■ **BRIEF**: Scale the material from the line containing "of the jute" through the end of the material, reproducing every line, including the requests. Multiply each coordinate in the answers by 1.3 and round to whole numbers, with halves rounded up, and give only those lines.

#####

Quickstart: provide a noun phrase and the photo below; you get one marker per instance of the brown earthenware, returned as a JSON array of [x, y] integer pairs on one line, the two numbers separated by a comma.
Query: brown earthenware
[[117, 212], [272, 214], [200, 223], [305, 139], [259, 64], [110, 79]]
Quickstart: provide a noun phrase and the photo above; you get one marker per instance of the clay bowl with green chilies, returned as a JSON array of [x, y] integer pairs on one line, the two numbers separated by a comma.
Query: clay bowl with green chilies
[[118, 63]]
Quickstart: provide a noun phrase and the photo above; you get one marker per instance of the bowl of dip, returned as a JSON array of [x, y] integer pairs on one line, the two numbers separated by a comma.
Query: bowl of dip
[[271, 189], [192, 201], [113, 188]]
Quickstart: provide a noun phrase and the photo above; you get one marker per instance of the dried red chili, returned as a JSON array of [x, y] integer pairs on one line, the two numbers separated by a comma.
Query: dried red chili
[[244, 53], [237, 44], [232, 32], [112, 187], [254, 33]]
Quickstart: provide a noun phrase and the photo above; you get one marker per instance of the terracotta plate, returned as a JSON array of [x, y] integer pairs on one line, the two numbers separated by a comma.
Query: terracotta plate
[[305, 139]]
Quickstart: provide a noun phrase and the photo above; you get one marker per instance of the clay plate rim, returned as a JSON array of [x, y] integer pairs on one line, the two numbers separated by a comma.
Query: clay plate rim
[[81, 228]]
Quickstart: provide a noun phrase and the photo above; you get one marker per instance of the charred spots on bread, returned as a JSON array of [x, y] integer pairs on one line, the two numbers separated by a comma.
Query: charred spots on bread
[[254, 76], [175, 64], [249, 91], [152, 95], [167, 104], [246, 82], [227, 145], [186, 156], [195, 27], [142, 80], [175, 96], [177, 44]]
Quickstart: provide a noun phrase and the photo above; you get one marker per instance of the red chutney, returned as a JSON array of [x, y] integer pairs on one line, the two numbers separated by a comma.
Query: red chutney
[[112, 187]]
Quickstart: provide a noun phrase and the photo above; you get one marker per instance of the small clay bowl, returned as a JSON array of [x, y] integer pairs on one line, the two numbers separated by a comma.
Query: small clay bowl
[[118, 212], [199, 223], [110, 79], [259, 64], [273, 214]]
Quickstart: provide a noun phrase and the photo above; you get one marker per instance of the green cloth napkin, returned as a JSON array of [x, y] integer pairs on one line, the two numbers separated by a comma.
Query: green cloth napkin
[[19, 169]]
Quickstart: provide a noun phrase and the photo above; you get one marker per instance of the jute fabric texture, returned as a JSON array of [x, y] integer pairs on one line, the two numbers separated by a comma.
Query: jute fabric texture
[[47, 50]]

#####

■ **SOLUTION TO THIS EXERCISE**:
Quickstart: provide a noun phrase and the photo above; you get one marker per instance of the jute fabric texture, returned as a JSON array of [x, y] integer pairs on one line, the two numbers separated by a comma.
Query: jute fabric texture
[[61, 65]]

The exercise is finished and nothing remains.